Point annotation records
◆ ◆ ◆ ◆ ◆

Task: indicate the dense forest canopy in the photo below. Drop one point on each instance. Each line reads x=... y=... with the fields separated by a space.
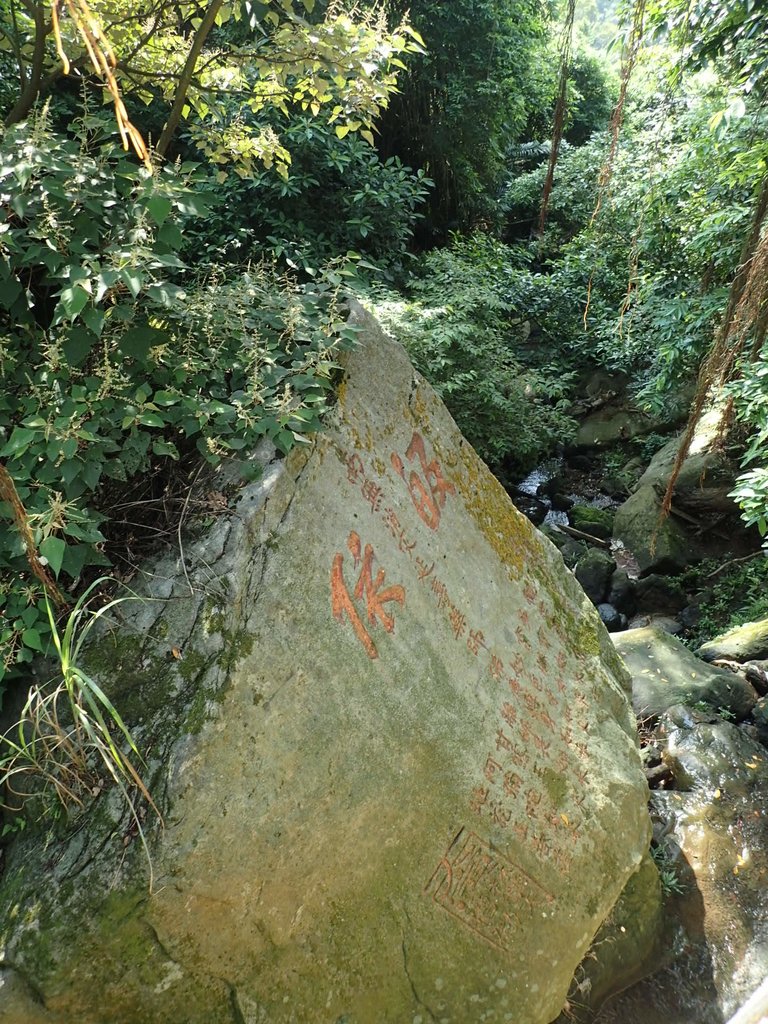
x=163 y=309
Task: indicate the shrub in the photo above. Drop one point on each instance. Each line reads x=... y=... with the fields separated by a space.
x=462 y=329
x=114 y=356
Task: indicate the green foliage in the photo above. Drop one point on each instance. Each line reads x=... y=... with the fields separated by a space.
x=111 y=361
x=69 y=731
x=338 y=198
x=185 y=58
x=463 y=331
x=652 y=270
x=737 y=595
x=466 y=99
x=668 y=872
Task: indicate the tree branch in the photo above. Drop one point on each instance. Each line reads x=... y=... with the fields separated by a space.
x=186 y=76
x=32 y=89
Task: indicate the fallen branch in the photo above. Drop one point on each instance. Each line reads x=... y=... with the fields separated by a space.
x=582 y=536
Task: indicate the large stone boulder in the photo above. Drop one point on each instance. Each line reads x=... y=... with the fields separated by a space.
x=665 y=673
x=658 y=545
x=713 y=845
x=392 y=745
x=706 y=476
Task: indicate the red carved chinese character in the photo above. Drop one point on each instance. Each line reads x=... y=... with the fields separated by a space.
x=512 y=783
x=458 y=622
x=422 y=567
x=496 y=667
x=530 y=702
x=475 y=640
x=500 y=814
x=546 y=719
x=492 y=767
x=532 y=800
x=503 y=742
x=540 y=845
x=521 y=638
x=478 y=798
x=521 y=832
x=355 y=469
x=372 y=494
x=541 y=744
x=440 y=590
x=517 y=756
x=392 y=522
x=367 y=587
x=428 y=498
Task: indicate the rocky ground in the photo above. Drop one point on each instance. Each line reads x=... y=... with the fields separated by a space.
x=702 y=710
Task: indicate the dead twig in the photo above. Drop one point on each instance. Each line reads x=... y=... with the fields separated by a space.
x=586 y=537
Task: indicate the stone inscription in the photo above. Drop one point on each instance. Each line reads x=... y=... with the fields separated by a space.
x=367 y=587
x=530 y=783
x=486 y=892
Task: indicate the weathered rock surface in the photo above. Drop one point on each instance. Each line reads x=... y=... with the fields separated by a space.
x=657 y=546
x=597 y=522
x=705 y=479
x=396 y=759
x=593 y=571
x=745 y=643
x=665 y=673
x=714 y=834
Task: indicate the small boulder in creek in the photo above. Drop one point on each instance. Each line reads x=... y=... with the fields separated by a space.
x=658 y=546
x=593 y=571
x=666 y=673
x=659 y=593
x=622 y=592
x=713 y=844
x=597 y=522
x=745 y=643
x=611 y=619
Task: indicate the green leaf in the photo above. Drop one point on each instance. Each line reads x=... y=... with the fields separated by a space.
x=31 y=638
x=132 y=280
x=18 y=441
x=137 y=341
x=52 y=548
x=159 y=208
x=151 y=420
x=73 y=300
x=78 y=345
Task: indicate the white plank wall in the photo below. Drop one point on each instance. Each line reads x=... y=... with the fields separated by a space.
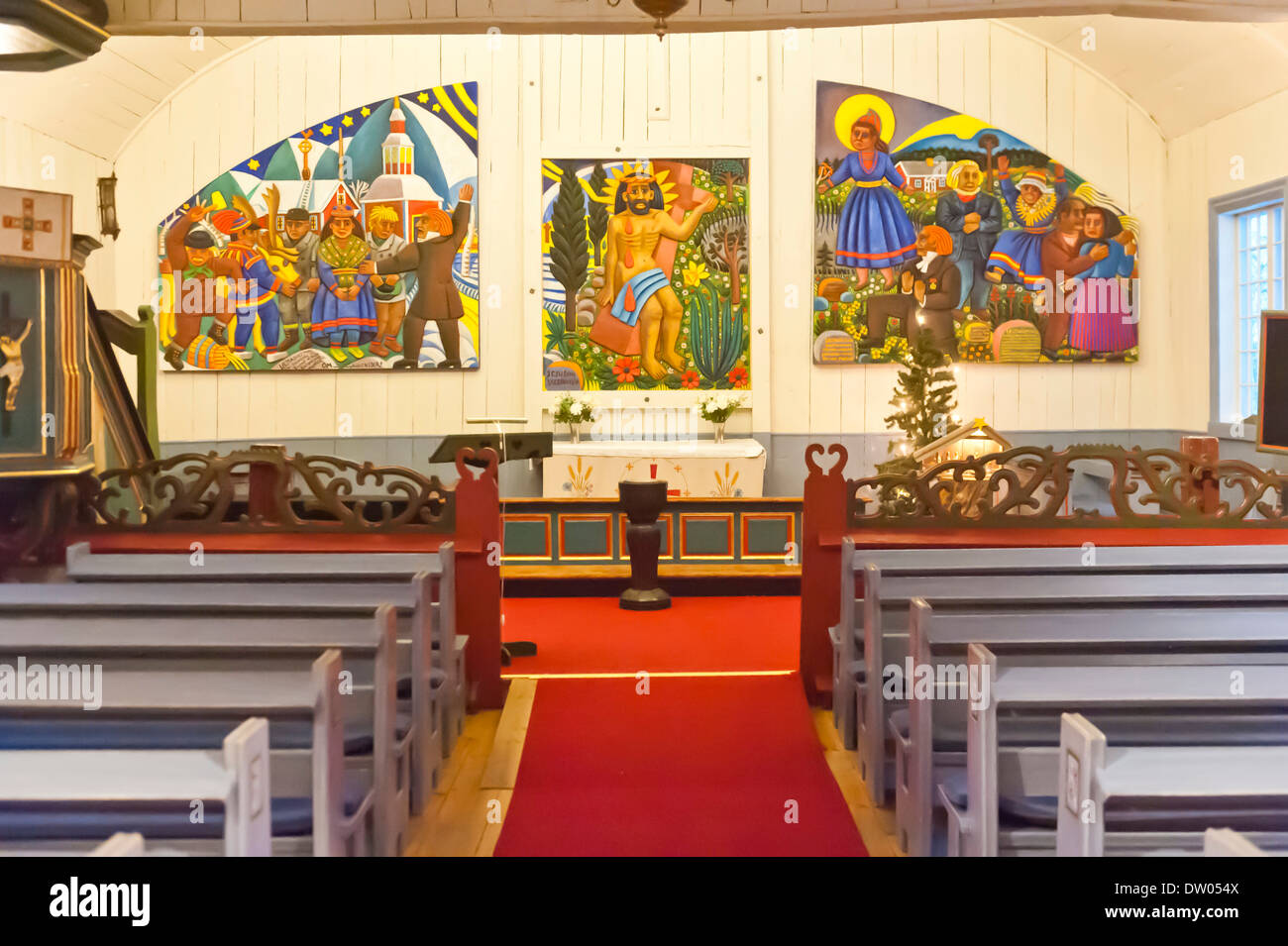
x=747 y=94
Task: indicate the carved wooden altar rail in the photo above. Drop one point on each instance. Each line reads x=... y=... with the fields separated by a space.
x=1021 y=497
x=262 y=499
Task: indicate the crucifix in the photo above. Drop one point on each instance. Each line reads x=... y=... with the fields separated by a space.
x=11 y=349
x=29 y=224
x=305 y=147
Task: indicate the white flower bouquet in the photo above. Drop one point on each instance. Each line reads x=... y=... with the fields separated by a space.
x=574 y=411
x=719 y=407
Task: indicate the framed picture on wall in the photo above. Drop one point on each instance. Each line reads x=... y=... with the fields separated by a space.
x=930 y=220
x=349 y=245
x=645 y=274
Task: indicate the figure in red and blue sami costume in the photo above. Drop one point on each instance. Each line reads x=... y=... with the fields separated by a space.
x=875 y=231
x=1018 y=255
x=254 y=295
x=344 y=312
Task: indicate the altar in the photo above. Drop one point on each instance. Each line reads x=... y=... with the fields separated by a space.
x=692 y=469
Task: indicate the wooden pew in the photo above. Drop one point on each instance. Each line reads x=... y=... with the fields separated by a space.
x=1181 y=508
x=1010 y=564
x=1050 y=688
x=385 y=577
x=121 y=845
x=1225 y=842
x=187 y=695
x=263 y=501
x=885 y=628
x=237 y=778
x=1093 y=774
x=1158 y=627
x=80 y=626
x=415 y=618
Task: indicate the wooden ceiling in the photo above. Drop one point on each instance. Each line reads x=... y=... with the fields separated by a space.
x=1185 y=73
x=265 y=17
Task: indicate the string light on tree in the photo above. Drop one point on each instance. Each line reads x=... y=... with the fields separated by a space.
x=923 y=395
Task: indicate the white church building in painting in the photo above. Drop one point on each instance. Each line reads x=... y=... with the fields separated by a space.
x=399 y=187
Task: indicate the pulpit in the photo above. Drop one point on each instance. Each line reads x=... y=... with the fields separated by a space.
x=46 y=382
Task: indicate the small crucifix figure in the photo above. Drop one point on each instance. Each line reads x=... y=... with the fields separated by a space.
x=11 y=349
x=29 y=224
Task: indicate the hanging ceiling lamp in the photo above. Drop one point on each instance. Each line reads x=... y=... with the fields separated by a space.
x=658 y=9
x=42 y=35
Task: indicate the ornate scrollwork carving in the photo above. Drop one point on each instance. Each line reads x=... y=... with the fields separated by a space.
x=1030 y=486
x=265 y=488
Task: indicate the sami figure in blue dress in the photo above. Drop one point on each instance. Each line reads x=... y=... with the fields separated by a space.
x=1017 y=257
x=875 y=231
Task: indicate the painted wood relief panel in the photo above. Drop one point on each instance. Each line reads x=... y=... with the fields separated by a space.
x=645 y=274
x=351 y=245
x=930 y=220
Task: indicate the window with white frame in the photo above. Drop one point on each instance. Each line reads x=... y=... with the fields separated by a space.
x=1247 y=279
x=1258 y=286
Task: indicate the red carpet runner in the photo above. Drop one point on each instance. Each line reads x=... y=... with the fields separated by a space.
x=721 y=766
x=584 y=635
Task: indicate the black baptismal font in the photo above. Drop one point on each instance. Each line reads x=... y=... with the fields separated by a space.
x=643 y=502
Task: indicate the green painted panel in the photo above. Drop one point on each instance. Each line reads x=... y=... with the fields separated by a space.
x=587 y=537
x=767 y=537
x=526 y=538
x=706 y=537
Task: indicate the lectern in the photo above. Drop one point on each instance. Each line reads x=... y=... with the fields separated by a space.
x=46 y=382
x=643 y=502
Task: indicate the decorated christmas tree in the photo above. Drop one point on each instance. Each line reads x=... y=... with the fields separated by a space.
x=923 y=404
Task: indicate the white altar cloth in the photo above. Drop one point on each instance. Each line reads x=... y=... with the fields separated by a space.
x=692 y=469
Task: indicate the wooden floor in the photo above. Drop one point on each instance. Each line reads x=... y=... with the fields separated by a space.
x=473 y=794
x=876 y=825
x=464 y=819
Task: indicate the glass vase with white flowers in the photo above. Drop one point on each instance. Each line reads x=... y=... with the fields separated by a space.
x=574 y=412
x=717 y=408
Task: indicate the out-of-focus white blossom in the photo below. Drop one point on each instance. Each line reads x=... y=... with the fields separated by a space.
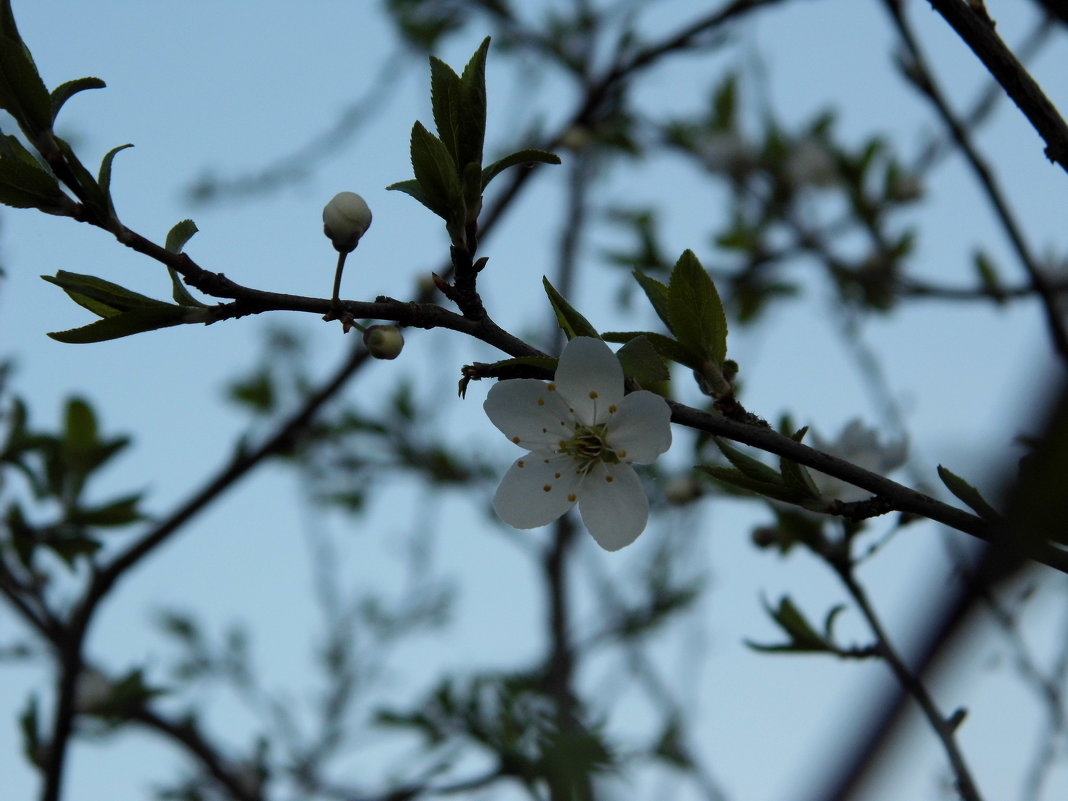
x=811 y=163
x=860 y=445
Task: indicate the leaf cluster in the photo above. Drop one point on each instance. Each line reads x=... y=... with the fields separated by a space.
x=450 y=177
x=58 y=468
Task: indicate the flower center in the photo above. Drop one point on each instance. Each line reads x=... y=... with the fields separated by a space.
x=587 y=445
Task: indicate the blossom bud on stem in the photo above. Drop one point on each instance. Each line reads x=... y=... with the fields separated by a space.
x=383 y=342
x=345 y=219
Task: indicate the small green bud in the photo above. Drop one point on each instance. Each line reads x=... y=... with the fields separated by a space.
x=345 y=219
x=383 y=342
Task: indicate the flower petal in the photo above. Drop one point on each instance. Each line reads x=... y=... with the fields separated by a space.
x=538 y=488
x=613 y=505
x=640 y=430
x=590 y=378
x=529 y=413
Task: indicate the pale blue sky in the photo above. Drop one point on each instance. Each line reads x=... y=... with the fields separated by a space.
x=230 y=87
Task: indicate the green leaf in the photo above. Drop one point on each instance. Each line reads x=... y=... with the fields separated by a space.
x=93 y=194
x=797 y=476
x=543 y=362
x=178 y=235
x=121 y=512
x=658 y=295
x=27 y=186
x=696 y=312
x=437 y=176
x=570 y=322
x=724 y=104
x=642 y=362
x=105 y=177
x=446 y=103
x=11 y=147
x=181 y=294
x=96 y=294
x=988 y=277
x=80 y=429
x=664 y=345
x=22 y=94
x=968 y=493
x=176 y=239
x=472 y=129
x=65 y=91
x=802 y=637
x=748 y=465
x=136 y=320
x=529 y=156
x=744 y=482
x=412 y=189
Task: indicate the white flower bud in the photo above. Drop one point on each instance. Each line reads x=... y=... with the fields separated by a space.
x=383 y=342
x=345 y=219
x=92 y=692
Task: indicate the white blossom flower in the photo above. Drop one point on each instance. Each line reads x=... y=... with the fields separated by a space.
x=582 y=435
x=92 y=692
x=860 y=445
x=812 y=163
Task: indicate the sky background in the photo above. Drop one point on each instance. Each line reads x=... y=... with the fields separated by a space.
x=216 y=88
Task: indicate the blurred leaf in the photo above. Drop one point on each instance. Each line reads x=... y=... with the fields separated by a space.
x=68 y=549
x=988 y=277
x=472 y=129
x=724 y=104
x=125 y=324
x=968 y=493
x=65 y=91
x=671 y=748
x=570 y=320
x=255 y=392
x=178 y=235
x=752 y=468
x=121 y=512
x=696 y=312
x=28 y=724
x=101 y=297
x=803 y=639
x=797 y=476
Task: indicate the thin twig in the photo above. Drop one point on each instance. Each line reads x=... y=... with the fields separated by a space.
x=922 y=77
x=943 y=727
x=977 y=31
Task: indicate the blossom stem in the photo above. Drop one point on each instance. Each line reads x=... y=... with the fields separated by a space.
x=334 y=298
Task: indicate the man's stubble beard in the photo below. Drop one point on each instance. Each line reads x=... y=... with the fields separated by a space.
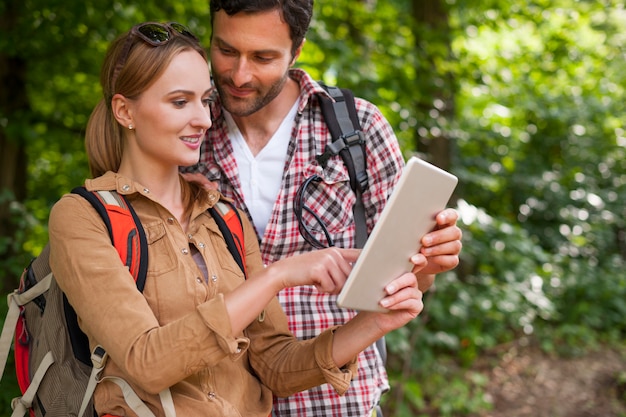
x=246 y=107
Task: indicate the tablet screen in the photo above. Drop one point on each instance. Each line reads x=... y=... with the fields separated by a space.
x=422 y=191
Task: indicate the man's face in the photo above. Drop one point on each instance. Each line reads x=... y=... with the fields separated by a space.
x=250 y=59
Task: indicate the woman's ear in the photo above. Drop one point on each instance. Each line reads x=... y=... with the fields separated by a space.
x=121 y=110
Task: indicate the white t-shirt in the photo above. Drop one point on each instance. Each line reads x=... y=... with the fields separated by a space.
x=261 y=176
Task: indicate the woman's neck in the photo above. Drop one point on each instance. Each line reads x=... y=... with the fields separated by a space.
x=165 y=188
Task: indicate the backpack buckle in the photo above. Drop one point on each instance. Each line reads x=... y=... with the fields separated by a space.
x=343 y=142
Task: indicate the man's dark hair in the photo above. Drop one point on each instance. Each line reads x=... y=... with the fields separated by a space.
x=296 y=13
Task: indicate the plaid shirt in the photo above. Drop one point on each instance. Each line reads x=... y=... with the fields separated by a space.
x=308 y=311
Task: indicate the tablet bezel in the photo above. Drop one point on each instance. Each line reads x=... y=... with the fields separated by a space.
x=422 y=191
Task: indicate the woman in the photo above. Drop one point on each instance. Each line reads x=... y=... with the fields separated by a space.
x=200 y=334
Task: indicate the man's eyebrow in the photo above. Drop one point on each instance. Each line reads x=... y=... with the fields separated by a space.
x=222 y=42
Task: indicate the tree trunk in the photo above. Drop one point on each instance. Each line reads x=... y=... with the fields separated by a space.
x=14 y=110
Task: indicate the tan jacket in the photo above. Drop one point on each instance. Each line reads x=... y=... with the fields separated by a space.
x=177 y=333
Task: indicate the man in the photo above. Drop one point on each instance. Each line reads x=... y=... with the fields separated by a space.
x=267 y=130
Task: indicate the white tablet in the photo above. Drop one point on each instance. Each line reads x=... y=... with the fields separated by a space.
x=422 y=191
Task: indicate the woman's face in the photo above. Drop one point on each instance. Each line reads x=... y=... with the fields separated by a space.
x=171 y=117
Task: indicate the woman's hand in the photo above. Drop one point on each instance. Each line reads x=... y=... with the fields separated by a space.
x=326 y=269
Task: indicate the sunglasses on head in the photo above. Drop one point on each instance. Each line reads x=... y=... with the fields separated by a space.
x=152 y=33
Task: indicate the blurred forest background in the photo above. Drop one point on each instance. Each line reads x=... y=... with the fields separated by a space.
x=523 y=100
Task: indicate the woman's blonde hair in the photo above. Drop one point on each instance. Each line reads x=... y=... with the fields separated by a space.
x=130 y=76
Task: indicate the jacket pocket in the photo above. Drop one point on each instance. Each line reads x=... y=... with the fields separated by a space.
x=161 y=255
x=330 y=200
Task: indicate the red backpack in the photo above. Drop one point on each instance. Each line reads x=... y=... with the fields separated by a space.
x=56 y=371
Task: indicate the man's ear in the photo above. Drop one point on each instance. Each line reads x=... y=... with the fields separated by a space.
x=121 y=110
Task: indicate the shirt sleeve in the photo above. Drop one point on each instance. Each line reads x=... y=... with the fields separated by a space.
x=287 y=365
x=384 y=160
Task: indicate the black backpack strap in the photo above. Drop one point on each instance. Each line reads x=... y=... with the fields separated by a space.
x=79 y=341
x=234 y=247
x=348 y=142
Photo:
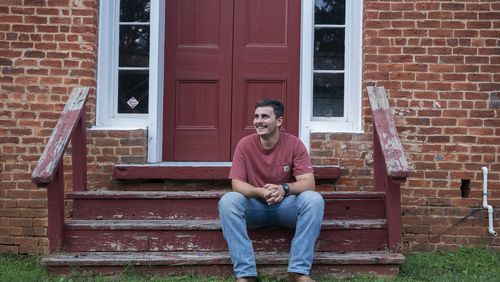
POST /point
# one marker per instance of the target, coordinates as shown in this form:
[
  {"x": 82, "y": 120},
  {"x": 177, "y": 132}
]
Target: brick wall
[
  {"x": 440, "y": 64},
  {"x": 438, "y": 60},
  {"x": 47, "y": 47}
]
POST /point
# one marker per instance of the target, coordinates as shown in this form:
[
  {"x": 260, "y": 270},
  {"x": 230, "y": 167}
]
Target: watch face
[{"x": 286, "y": 188}]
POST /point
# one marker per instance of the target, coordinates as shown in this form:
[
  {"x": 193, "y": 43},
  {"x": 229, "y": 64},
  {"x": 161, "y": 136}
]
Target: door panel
[
  {"x": 265, "y": 61},
  {"x": 221, "y": 56},
  {"x": 198, "y": 62}
]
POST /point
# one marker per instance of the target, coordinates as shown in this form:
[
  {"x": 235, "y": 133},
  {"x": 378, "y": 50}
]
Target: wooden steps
[
  {"x": 218, "y": 263},
  {"x": 203, "y": 205},
  {"x": 196, "y": 171},
  {"x": 179, "y": 231},
  {"x": 206, "y": 235}
]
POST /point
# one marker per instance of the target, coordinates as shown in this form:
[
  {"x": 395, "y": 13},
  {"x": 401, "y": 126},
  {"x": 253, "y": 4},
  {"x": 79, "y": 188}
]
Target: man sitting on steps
[{"x": 273, "y": 184}]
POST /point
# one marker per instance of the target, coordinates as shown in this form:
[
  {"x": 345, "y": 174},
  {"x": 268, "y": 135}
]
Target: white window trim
[
  {"x": 107, "y": 76},
  {"x": 352, "y": 77}
]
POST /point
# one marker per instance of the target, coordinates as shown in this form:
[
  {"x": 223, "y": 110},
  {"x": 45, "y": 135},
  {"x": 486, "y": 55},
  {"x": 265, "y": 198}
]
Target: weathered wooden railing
[
  {"x": 49, "y": 170},
  {"x": 390, "y": 165}
]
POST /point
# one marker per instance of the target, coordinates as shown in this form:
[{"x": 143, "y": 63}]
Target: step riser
[
  {"x": 205, "y": 208},
  {"x": 339, "y": 240},
  {"x": 277, "y": 271}
]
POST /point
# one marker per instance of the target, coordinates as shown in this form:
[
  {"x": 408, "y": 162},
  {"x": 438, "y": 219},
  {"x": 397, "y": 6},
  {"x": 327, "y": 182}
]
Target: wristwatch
[{"x": 286, "y": 188}]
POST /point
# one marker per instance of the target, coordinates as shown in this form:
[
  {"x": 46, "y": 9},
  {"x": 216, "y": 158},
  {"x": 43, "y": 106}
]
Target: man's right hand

◆ ◆ ◆ ◆ ◆

● Problem statement: Can you render everything from the line containing "Task: indicate the red carved" down to the line containing "x=586 y=537" as a Markdown table with the columns Row and Line, skipping any blank lines?

● Result:
| Row | Line |
|---|---|
| 1 | Task: indicate the red carved chinese character in the photo above. Drop one point on each instance. Each line reads x=... y=... with the fields separated by a space. |
| 2 | x=512 y=783 |
| 3 | x=458 y=622 |
| 4 | x=422 y=567 |
| 5 | x=496 y=667 |
| 6 | x=530 y=702 |
| 7 | x=475 y=640 |
| 8 | x=500 y=814 |
| 9 | x=546 y=719 |
| 10 | x=492 y=767 |
| 11 | x=532 y=800 |
| 12 | x=503 y=742 |
| 13 | x=540 y=845 |
| 14 | x=521 y=638 |
| 15 | x=478 y=798 |
| 16 | x=521 y=832 |
| 17 | x=355 y=469 |
| 18 | x=372 y=494 |
| 19 | x=541 y=744 |
| 20 | x=440 y=590 |
| 21 | x=517 y=756 |
| 22 | x=392 y=522 |
| 23 | x=367 y=587 |
| 24 | x=428 y=498 |
| 25 | Task: indicate the rocky ground in the photo above. Drop one point on each instance. Each line reads x=... y=... with the fields separated by a space. |
| 26 | x=702 y=710 |
| 27 | Task: indicate the dead twig in the photo above. Drop one point on each instance. Each line reads x=... y=... with the fields separated by a space. |
| 28 | x=586 y=537 |